-- BRIEF A --
Turn the records, starting at the line that contains "dark hair and give integer pixel coordinates." and ending at the last line of the records, into a Markdown table with two columns: Row for a running number and Line for the line itself. Skip any blank lines.

Are people in poor countries less satisfied with their lives?
The 2006 Gallup World Poll asked a representative sample of people from 132 countries to answer questions about their well-being. Examples include asking respondents to rank their life satisfaction on a scale from 0 to 10 and to answer the question, “Are you satisfied or dissatisfied with your personal health?” This data has been used to look at the relationship between level of economic development (income, health status, etc.) and self-reported well-being. The World Poll data shows a positive correlation between per capita income in a country and average self- reported life satisfaction. In the chart below, the average life satisfaction is plotted against income for the 38 of the 43 low-income economies (as classified by the World Bank) for which World Poll data is available, as well as for the members of the G-8. Relatively high-income countries report satisfaction levels between 6 and 8 (on a scale from 0 to 10) and low-income countries report satisfaction levels between 3 and 5.5.
Global poverty rates
Poverty rates have been decreasing in many parts of the world, but the number of people living below the international poverty line remains high, especially in Sub-Saharan Africa. Data on the number of people living on less than $1.25 per day (the international standard of extreme poverty) and on less than $2.00 per day (another international poverty benchmark) is based on dissimilar national studies from a limited number of countries, and thus should be approached with caution. Recent World Bank data estimates the number of people living on under $1.25 a day at about 1.4 billion worldwide. About half of Sub-Saharan Africans live on under $1.25 a day and many more live just above this line. Over 2.5 billion people live on less than $2 a day, with nearly three-quarters of the population of Sub-Saharan Africa falling into this category. [These figures are calculated for purchasing power parity, meaning that someone earning $2 a day does not literally earn this much but the equivalent of what $2 dollars could buy in the US.]
What does it mean to live on under $1 or $2 per day?
Most of the points below are taken from a 2006 analysis by Abhijit Banerjee and Esther Duflo of survey data from 13 countries.
Most of income is spent on food. People living on less than $1 or $2 per day reported spending a large proportion (between 55% and 80%) of their income on food. The proportion of income spent on food was not substantially different between the under $1 and under $2 per day groups.
There is little ownership of “productive” assets. People living on under $1 a day generally reported owning few “productive” assets such as bicycles, sewing machines, and phones or tractors, though in some areas a large proportion of poor households own small plots of land.
Varying ownership of TV and radios. Ownership of non-productive assets also varied widely across countries and between urban and rural areas. In Tanzania, for example, almost no one living on under $1 a day reported owning a television, while 57% of those living on the same income in Hyderabad, India owned one. Rates of radio ownership were higher than those for television.

-- BRIEF B --
Reproduce the passage from the poverty and well-being text word for word, starting at "Varying ownership of" and ending at "those for television.".

-- EXTRACTED RECORDS --
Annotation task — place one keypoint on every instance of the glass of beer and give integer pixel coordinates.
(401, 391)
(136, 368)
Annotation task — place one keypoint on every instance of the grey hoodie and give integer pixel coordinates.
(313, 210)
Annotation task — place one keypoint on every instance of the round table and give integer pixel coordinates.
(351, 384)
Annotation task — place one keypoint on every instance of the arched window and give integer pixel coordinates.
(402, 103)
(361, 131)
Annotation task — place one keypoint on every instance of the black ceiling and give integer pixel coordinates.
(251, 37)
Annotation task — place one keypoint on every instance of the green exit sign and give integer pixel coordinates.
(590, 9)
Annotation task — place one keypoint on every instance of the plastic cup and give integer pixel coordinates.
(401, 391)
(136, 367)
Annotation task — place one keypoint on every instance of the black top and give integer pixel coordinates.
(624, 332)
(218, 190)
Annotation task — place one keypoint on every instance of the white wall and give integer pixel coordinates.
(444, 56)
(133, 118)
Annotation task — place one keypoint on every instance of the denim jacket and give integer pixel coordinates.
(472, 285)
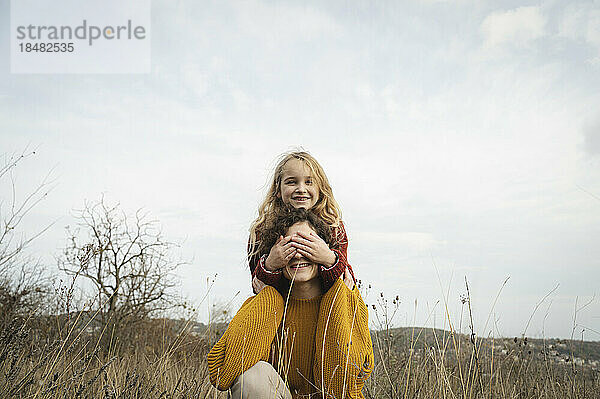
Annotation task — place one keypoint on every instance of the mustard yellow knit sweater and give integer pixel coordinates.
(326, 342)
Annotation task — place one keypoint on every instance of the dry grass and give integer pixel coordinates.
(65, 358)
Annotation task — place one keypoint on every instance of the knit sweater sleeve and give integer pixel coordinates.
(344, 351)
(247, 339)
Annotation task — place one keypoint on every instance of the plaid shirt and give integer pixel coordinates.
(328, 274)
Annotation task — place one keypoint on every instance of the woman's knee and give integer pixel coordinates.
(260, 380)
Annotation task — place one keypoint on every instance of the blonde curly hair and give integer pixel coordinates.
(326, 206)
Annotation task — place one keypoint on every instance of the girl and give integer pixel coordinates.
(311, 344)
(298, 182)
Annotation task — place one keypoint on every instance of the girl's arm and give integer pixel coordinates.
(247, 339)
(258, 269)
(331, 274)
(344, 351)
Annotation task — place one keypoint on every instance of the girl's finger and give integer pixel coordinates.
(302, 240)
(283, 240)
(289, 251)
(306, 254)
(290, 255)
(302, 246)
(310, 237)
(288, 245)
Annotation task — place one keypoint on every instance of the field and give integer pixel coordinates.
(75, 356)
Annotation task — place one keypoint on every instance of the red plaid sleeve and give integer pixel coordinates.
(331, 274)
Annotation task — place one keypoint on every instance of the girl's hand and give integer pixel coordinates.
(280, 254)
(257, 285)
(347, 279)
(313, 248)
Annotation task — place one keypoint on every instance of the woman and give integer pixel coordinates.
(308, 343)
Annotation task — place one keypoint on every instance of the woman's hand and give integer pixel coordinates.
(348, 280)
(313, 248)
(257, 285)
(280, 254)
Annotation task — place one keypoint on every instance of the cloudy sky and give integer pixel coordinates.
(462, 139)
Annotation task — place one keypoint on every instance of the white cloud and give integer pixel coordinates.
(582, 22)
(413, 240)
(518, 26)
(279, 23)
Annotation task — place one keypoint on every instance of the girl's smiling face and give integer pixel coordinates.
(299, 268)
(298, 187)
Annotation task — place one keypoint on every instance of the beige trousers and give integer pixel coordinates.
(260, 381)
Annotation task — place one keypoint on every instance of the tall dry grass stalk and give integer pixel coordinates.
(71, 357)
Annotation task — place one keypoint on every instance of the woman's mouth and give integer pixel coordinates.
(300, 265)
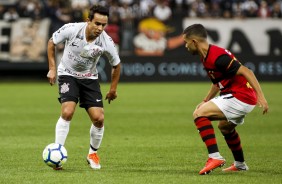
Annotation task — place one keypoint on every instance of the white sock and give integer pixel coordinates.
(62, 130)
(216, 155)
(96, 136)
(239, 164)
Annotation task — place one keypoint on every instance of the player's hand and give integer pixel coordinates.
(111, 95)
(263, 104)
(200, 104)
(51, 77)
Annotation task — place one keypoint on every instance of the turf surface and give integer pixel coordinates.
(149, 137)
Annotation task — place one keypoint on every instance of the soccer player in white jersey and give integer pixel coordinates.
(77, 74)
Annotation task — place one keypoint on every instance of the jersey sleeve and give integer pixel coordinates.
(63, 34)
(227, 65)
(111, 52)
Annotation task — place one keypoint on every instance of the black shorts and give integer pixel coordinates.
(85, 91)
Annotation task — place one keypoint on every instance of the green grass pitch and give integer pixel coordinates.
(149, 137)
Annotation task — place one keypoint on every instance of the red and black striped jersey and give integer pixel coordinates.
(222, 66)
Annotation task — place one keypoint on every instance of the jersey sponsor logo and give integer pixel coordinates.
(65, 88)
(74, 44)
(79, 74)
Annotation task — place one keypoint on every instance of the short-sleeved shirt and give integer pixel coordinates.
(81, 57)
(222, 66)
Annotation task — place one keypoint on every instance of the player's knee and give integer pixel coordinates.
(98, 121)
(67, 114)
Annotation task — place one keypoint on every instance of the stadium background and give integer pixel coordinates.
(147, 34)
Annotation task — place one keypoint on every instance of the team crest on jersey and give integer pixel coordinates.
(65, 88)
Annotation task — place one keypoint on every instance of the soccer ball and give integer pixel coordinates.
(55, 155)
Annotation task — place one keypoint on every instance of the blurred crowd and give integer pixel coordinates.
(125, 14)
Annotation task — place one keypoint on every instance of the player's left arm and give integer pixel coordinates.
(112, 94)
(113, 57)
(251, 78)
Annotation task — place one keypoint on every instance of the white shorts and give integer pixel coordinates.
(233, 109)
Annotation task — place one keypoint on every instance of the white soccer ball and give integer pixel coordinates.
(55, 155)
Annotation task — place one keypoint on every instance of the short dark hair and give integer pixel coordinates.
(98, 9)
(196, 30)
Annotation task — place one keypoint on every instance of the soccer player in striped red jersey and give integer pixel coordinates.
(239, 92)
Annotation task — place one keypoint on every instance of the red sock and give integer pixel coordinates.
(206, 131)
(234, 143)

-- FULL RESPONSE A --
| Row | Line |
|---|---|
| 1 | Annotation task — place one keypoint on every instance of the short dark hair and give integer pixel coordinates. |
| 2 | (98, 9) |
| 3 | (196, 30) |
| 4 | Annotation task — place one keypoint on every instance of the soccer player in striped red jersey and give integer pixel coordinates. |
| 5 | (239, 92) |
| 6 | Annotation task — place one keypoint on every instance of the red sock and give integer pixel coordinates. |
| 7 | (206, 131) |
| 8 | (234, 143) |

-- FULL RESPONSE B --
Varying ownership of TV and radios. Ownership of non-productive assets also varied widely across countries and between urban and rural areas. In Tanzania, for example, almost no one living on under $1 a day reported owning a television, while 57% of those living on the same income in Hyderabad, India owned one. Rates of radio ownership were higher than those for television.